* _WHAT YOU NEED TO DO_
(1) Retype the portion of the passage on Jesus the Messiah that starts with the words "The rather frantic" and finishes with the words "have been falsified!", keeping every character unchanged.
(2) How many lines in the listing contain the string "cloud"? Reply with the number only.

Jesus the Messiah, Son of God
Our second suggestion ...: that our rapt attention be directed towards Jesus’ foundation statement about the church: It was to be firmly and securely built on the proposition that
"Jesus is the Messiah, Son of God" (Matt. 16:16-18).
Never did Jesus speak of any church based on belief on himself as God Himself!One Lord God and one Lord Messiah. Two Lords but only one true God. Since one of the two Lords is God the Father,
"who is alone the true God" (John 17:3)
the other lord cannot also be God. This would add up to two Gods, a biblical impossibility.
Psalm 110:1, cited in the NT more than any other verse from the OT, gives us exactly what we expect, the detail of the two Lords.
The first is the Lord God, Yahweh, who speaks in an oracle here to
another lord. That second lord is not another God! With beautiful precision the rabbis pointed the word
ADONI (pronounced
adonee) for the second lord, the one to whom Yahweh addressed His oracle.
That second "lord" in the Hebrew is invariably a title of someone who is not the Lord God! Some 195 times in the Hebrew Bible
adoni designates a non-Deity superior. When the Lord God is described the word (449 times) is
ADONAI.
The rather frantic attempts of
Trinitarians to get rid of this umbrella text do not convince. They say that the vowel points of the Hebrew text have been falsified!
But there is no shred of evidence for this. And the Greek translation of
adoni as "my lord" simply proves that when the Greek translation of the OT was made in BC times, the text read exactly as it still does today. The Jews were scrupulously careful with the text. The inspired NT Scripture equally confirms that
ADONI was in the Hebrew text, and it means
"my lord [Messiah]," not the Lord God.

* _SUPPLIED DATA_
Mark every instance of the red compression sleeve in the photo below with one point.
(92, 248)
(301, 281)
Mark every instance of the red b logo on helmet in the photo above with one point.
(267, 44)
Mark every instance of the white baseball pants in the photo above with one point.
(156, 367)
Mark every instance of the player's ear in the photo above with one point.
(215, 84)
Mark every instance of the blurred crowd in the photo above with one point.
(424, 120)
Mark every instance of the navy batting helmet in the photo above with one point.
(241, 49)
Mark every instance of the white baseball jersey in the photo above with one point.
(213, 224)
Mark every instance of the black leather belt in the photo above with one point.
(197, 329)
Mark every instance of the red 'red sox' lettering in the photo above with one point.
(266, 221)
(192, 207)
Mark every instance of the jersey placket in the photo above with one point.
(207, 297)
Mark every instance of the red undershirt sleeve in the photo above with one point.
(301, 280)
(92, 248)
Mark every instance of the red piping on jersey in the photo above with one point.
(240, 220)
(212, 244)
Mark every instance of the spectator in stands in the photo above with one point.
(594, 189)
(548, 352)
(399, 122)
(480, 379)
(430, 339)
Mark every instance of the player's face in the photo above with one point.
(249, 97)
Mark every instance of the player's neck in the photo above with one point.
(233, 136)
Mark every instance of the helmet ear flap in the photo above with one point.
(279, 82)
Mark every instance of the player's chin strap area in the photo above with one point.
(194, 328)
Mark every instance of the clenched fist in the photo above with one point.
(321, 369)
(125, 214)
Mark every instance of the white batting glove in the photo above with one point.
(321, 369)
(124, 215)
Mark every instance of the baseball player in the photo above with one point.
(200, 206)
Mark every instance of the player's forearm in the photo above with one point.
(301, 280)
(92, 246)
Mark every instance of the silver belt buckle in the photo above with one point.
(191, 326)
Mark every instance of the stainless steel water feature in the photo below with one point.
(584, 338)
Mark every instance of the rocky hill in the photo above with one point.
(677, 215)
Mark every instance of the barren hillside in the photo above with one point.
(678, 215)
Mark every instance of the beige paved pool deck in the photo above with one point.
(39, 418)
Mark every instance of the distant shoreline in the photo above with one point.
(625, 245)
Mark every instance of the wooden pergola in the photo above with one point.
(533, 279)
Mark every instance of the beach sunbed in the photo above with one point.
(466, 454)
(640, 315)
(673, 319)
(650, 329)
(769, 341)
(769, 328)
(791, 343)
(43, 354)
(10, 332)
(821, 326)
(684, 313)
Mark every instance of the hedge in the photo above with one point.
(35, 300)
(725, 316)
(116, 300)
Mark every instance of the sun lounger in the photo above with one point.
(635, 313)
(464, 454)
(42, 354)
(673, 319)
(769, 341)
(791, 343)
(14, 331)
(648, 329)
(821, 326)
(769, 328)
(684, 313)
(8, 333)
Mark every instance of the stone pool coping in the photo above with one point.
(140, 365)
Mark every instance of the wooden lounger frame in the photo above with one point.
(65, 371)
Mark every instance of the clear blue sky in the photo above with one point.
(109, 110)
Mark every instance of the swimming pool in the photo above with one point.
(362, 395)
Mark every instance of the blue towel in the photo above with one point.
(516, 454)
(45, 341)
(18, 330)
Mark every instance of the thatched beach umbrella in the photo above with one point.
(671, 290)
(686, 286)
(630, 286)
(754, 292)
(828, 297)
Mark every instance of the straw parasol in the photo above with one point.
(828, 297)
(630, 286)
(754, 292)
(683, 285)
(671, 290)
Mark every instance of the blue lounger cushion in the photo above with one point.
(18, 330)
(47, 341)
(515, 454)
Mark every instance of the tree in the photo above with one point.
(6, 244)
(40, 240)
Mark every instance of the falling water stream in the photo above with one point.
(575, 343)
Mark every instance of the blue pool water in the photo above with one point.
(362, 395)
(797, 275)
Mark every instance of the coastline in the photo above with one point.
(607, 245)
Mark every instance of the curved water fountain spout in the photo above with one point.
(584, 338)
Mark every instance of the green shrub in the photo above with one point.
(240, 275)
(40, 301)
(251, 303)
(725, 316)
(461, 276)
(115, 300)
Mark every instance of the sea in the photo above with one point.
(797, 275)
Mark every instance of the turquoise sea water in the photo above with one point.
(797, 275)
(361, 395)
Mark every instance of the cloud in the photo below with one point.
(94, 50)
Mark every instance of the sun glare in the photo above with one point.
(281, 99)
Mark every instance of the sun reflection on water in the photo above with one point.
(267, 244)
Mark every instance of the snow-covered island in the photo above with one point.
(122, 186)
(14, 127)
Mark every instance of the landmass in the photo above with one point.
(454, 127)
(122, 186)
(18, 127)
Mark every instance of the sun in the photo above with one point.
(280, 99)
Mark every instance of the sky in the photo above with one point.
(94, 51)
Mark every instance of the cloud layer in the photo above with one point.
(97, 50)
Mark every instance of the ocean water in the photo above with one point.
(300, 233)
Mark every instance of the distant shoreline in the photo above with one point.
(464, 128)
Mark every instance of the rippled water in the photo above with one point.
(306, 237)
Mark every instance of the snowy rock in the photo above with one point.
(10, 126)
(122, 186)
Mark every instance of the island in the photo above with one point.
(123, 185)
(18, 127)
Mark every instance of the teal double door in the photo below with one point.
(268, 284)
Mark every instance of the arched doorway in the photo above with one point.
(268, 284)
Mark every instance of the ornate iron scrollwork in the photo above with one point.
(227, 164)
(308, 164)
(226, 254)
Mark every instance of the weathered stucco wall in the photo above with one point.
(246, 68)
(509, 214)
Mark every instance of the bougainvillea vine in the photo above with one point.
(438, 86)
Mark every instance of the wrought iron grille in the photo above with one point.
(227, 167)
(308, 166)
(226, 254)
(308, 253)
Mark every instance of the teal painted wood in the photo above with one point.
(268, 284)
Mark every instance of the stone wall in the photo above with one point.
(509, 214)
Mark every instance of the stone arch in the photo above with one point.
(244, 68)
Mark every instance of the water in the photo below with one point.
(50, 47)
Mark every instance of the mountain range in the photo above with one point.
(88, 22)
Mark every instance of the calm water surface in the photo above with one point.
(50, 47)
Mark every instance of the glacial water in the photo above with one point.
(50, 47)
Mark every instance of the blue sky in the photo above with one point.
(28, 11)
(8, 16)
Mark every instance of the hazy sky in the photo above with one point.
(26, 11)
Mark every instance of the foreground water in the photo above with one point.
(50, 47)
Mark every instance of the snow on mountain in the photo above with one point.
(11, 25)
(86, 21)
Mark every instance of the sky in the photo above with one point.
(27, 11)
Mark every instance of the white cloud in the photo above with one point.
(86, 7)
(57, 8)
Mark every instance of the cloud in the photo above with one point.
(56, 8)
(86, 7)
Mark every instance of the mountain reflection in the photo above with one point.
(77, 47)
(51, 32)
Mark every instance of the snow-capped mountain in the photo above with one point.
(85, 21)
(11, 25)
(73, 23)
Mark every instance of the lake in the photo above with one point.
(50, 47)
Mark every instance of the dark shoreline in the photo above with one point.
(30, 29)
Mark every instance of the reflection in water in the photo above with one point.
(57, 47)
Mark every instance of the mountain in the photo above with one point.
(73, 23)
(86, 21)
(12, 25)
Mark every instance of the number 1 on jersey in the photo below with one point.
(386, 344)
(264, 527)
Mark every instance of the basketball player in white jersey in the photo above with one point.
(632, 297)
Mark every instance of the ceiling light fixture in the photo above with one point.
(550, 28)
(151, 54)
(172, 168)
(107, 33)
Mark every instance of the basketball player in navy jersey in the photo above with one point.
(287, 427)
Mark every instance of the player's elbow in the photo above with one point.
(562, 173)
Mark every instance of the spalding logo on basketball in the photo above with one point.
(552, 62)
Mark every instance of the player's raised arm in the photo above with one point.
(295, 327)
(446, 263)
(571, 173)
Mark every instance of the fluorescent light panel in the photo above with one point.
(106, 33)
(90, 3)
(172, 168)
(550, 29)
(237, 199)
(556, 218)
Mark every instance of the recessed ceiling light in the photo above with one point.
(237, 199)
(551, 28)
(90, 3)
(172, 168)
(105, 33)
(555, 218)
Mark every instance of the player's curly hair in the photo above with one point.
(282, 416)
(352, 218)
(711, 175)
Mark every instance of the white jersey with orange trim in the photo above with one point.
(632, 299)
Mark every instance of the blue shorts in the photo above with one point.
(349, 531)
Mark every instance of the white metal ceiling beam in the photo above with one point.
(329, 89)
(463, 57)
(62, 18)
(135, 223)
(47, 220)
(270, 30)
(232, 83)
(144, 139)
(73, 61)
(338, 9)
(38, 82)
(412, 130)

* _EXPECTED ANSWERS_
(1)
The rather frantic attempts of
Trinitarians to get rid of this umbrella text do not convince. They say that the vowel points of the Hebrew text have been falsified!

(2) 4